# [WORK REQUIRED]
Return only the lines from the top of the material through the line marked by "Target: horse's hoof", unaltered.

##########

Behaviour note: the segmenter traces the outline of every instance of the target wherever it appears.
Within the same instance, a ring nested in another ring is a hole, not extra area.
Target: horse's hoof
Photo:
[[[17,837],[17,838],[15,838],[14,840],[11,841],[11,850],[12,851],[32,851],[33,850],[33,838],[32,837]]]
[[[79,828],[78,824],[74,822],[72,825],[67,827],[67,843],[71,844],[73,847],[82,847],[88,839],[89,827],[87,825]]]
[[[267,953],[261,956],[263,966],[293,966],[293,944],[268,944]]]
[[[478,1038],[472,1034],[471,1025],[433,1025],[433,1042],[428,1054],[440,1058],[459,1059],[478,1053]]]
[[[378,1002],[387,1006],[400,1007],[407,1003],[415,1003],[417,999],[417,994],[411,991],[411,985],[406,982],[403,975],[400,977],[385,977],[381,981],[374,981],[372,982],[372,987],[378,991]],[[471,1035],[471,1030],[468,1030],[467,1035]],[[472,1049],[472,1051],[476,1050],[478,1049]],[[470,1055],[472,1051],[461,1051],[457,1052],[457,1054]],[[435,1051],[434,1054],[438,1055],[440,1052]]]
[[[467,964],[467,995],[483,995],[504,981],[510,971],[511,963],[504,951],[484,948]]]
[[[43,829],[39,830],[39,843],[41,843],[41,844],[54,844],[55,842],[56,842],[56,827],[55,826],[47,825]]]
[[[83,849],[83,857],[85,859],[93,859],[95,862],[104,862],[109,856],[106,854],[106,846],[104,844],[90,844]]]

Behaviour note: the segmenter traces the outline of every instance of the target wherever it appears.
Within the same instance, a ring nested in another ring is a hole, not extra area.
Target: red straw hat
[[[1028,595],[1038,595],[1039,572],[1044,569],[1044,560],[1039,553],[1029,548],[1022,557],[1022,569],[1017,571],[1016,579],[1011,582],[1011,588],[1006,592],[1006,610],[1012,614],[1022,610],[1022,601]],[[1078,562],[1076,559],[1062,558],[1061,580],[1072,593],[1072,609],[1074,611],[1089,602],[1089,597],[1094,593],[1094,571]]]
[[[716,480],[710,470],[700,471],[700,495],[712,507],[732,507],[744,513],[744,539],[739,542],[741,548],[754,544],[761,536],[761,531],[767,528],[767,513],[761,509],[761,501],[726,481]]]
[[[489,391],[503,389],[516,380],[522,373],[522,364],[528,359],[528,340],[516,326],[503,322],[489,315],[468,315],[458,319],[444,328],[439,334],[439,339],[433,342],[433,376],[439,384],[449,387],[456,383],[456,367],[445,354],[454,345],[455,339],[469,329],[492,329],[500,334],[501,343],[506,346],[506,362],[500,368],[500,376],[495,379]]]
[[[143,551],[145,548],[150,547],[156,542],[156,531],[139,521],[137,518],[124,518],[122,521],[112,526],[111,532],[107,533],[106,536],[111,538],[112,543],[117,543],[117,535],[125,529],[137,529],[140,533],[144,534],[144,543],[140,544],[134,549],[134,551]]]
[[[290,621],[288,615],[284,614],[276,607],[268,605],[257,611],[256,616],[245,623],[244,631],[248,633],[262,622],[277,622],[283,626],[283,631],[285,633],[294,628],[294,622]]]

##########

# [TASK ANSWER]
Behaviour note: the segmenter traces the outline of every instance of the target wherever it appears.
Within the same instance, a ring nested in another ring is a hole, not extra area.
Target: horse's hoof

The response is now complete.